**PROBLEM REQUIREMENTS:** Carry on the gas turbine combustor description below, picking up after its final sentence.

**READING TEXT:**
..........
The gas turbine plant shown in FIG. 1 mainly includes a compressor
1, a combustor 3, a turbine 2, and a generator 4. The compressor 1
compresses air to thereby produce compressed air 12 at high
pressure. The combustor 3 mixes fuel with combustion air 14
allotted from the compressed air 12 introduced from the compressor
1 and burns the resultant mixture to produce combustion gas 16. The
turbine 2 receives the combustion gas 16 produced by the combustor
3 and introduced to the turbine 2. The generator 4 is rotatably
driven by the turbine 2 to generate electric power. The compressor
1, the turbine 2, and the generator 4 are connected to each other
by a rotational shaft.
The combustor 3 includes a combustion chamber 5, a transition piece
6, an outer casing 7, an end cover 8, a diffusion combustion burner
19, and premixed combustion burners 20. The combustion chamber 5
burns the combustion air 14 and fuel to thereby produce the
combustion gas 16. The transition piece 6 is disposed downstream of
the combustion chamber 5 and connects the turbine 2 and the
combustion chamber 5. The outer casing 7 houses therein the
combustion chamber 5 and the transition piece 6. The end cover 8 is
disposed at an upstream side end portion of the outer casing 7. The
diffusion combustion burner 19 and the premixed combustion burners
20 are disposed upstream of the combustion chamber 5. The diffusion
combustion burner 19 includes a fuel nozzle 9 and the premixed
combustion burners 20 each include a fuel nozzle 10.
..........
**EXTRACTED RECORDS:**
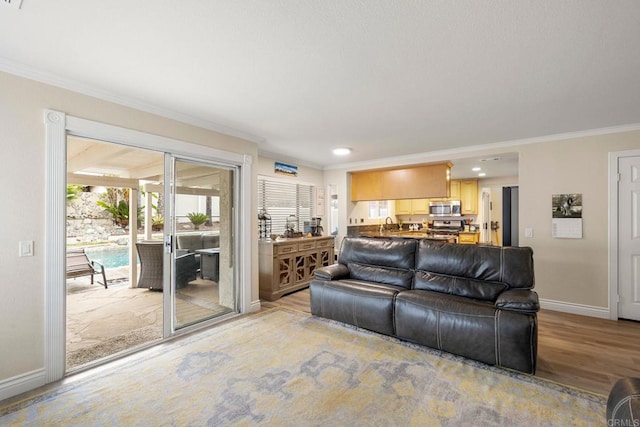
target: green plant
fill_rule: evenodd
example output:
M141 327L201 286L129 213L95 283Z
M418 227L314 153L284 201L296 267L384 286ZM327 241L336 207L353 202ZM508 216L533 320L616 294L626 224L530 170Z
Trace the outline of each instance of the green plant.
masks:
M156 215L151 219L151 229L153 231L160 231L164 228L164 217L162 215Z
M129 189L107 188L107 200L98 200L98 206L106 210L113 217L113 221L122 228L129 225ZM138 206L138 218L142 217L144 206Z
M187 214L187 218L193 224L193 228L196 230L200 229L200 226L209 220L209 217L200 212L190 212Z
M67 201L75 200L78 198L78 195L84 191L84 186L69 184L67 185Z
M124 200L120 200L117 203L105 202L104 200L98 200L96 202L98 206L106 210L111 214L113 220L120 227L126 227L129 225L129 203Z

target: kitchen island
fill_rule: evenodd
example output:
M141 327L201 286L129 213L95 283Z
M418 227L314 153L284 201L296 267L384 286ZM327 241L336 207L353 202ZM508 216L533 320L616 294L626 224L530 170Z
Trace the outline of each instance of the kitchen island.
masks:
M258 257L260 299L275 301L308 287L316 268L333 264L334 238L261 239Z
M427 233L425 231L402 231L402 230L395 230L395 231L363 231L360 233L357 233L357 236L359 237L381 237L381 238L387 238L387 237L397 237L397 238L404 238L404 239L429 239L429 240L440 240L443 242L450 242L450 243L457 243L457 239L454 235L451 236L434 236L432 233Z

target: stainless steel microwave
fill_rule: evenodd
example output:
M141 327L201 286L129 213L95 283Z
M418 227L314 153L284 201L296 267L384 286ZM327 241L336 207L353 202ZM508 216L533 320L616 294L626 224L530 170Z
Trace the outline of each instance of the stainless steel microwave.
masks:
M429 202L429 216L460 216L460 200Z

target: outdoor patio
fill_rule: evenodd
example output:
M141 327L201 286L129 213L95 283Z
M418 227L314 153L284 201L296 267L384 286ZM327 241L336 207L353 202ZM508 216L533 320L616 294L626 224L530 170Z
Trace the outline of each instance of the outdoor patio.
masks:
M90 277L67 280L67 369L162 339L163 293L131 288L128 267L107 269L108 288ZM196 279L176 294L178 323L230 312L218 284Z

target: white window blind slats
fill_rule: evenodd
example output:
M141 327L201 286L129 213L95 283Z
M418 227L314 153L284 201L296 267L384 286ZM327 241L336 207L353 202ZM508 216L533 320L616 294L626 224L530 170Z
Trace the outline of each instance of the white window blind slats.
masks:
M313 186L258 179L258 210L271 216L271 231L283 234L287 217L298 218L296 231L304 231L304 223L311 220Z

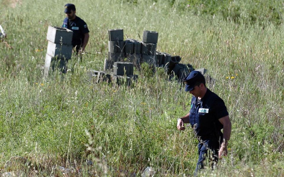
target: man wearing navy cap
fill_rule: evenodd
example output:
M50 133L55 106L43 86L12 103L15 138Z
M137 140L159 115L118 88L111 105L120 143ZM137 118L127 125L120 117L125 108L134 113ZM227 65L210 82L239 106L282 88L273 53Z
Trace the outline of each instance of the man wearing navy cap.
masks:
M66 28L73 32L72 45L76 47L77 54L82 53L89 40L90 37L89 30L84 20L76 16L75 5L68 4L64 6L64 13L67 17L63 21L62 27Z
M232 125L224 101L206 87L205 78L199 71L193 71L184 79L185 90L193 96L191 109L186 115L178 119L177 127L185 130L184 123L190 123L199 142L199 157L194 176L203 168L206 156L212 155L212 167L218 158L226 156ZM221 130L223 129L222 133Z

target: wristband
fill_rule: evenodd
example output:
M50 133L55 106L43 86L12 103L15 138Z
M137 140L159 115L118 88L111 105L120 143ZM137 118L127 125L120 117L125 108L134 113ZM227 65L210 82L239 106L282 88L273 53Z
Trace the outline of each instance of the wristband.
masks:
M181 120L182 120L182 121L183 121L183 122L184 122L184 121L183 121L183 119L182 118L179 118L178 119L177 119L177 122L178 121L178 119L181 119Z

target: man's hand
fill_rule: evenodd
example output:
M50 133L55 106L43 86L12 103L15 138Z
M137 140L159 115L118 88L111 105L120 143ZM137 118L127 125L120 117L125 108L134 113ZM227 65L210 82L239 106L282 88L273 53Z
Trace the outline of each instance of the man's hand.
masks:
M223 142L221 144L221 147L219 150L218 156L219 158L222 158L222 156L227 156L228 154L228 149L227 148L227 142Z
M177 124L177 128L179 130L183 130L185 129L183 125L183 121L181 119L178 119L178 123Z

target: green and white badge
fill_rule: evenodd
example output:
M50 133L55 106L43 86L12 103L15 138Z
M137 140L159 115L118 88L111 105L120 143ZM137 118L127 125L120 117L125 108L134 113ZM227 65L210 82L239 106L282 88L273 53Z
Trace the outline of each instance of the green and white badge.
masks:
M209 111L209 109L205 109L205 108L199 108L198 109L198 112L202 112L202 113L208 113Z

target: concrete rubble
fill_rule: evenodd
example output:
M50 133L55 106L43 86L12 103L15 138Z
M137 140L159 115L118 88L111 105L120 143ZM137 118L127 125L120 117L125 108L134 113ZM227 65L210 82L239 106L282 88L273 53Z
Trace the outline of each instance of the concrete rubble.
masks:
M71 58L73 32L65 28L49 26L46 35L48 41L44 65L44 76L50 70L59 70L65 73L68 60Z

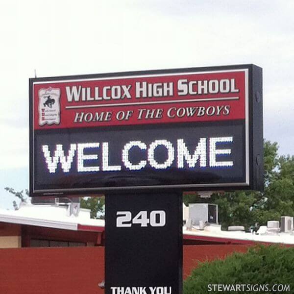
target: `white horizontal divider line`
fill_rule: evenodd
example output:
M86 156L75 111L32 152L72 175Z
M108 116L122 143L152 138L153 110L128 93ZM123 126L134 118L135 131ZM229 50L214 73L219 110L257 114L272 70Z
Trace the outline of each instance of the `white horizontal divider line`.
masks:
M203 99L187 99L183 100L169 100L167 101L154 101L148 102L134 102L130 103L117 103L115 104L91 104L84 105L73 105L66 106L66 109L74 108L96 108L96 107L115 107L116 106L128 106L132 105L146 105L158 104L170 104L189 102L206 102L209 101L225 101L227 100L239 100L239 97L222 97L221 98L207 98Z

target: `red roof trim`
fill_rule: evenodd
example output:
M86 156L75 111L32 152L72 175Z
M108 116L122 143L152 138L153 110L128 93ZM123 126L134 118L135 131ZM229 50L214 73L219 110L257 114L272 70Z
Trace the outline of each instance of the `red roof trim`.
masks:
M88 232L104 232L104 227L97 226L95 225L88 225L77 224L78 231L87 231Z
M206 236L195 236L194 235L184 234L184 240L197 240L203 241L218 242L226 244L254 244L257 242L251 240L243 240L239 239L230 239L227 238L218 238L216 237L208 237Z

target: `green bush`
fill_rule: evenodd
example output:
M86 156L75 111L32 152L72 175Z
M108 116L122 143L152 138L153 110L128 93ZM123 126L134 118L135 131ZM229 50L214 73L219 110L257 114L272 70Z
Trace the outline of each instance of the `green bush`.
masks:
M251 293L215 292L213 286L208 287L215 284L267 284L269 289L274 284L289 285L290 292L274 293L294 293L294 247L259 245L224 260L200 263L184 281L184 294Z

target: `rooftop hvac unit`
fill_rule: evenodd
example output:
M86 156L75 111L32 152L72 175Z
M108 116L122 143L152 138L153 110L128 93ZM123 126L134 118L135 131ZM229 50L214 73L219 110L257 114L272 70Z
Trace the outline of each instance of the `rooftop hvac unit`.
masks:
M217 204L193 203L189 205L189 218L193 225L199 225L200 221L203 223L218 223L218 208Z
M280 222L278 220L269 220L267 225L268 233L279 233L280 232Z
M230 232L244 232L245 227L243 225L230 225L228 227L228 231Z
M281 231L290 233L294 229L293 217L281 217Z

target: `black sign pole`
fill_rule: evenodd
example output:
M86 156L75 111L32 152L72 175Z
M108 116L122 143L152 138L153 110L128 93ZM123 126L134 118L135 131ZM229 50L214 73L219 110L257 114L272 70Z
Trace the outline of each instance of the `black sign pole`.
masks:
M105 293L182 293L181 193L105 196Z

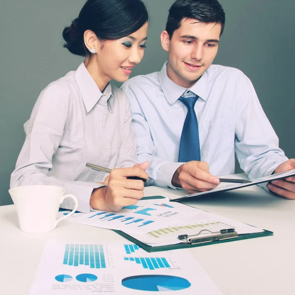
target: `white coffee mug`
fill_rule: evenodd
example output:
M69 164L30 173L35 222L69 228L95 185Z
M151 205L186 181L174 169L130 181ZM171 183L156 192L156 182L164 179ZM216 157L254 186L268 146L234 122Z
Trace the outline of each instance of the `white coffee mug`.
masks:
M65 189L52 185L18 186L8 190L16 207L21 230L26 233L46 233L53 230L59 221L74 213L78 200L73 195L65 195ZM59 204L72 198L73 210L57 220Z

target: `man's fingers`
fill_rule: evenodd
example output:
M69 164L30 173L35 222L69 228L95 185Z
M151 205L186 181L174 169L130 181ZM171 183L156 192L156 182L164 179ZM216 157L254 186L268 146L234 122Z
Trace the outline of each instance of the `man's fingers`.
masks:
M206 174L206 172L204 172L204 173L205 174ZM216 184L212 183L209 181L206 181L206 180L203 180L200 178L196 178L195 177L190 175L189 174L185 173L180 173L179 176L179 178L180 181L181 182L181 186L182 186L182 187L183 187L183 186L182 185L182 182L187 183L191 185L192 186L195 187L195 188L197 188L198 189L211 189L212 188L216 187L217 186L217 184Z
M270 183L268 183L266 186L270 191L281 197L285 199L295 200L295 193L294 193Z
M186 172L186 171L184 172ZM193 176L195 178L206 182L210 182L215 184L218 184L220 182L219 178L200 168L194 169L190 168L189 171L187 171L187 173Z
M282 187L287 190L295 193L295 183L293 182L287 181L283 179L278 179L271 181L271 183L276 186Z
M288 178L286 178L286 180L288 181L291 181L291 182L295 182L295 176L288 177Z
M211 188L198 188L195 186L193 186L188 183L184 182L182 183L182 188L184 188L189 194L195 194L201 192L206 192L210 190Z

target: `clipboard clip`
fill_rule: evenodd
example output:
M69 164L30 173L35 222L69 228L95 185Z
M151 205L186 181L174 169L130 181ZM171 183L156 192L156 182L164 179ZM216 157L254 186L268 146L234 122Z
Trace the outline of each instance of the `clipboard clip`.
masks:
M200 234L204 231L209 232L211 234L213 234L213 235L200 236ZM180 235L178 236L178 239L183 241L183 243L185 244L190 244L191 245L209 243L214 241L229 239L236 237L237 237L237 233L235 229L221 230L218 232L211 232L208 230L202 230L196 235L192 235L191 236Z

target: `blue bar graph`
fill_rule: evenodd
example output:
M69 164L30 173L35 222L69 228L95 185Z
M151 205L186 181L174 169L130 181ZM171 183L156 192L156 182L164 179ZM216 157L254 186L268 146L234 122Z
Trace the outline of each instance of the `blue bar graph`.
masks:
..........
**EXERCISE ANSWER:**
At a connection between the combustion chamber 5 and the transition
piece 6, the combustion chamber 5 has a downstream side end portion
inserted internally in an upstream side end portion of the
transition piece 6. The combustion chamber 5 and the transition
piece 6 are held in a fit position by a flat spring sealing part
100 disposed on the outer peripheral side of the downstream side
end portion of the combustion chamber 5.
The compressed air 12 delivered from the compressor 1 passes
through an annular passage formed by the combustion chamber 5, the
transition piece 6, and the outer casing 7. Part of the compressed
air 12 is used as cooling air 13 for the combustion chamber 5 and
the transition piece 6 with the remainder supplied to the diffusion
combustion burner 19 and the premixed combustion burners 20 as the
combustion air 14. The combustion air 14 is mixed and burned with
fuel jetted from the fuel nozzles 9 and 10 disposed in the
respective burners. This combustion forms a diffusion flame 17 and
premixed flames 18 in the combustion chamber 5.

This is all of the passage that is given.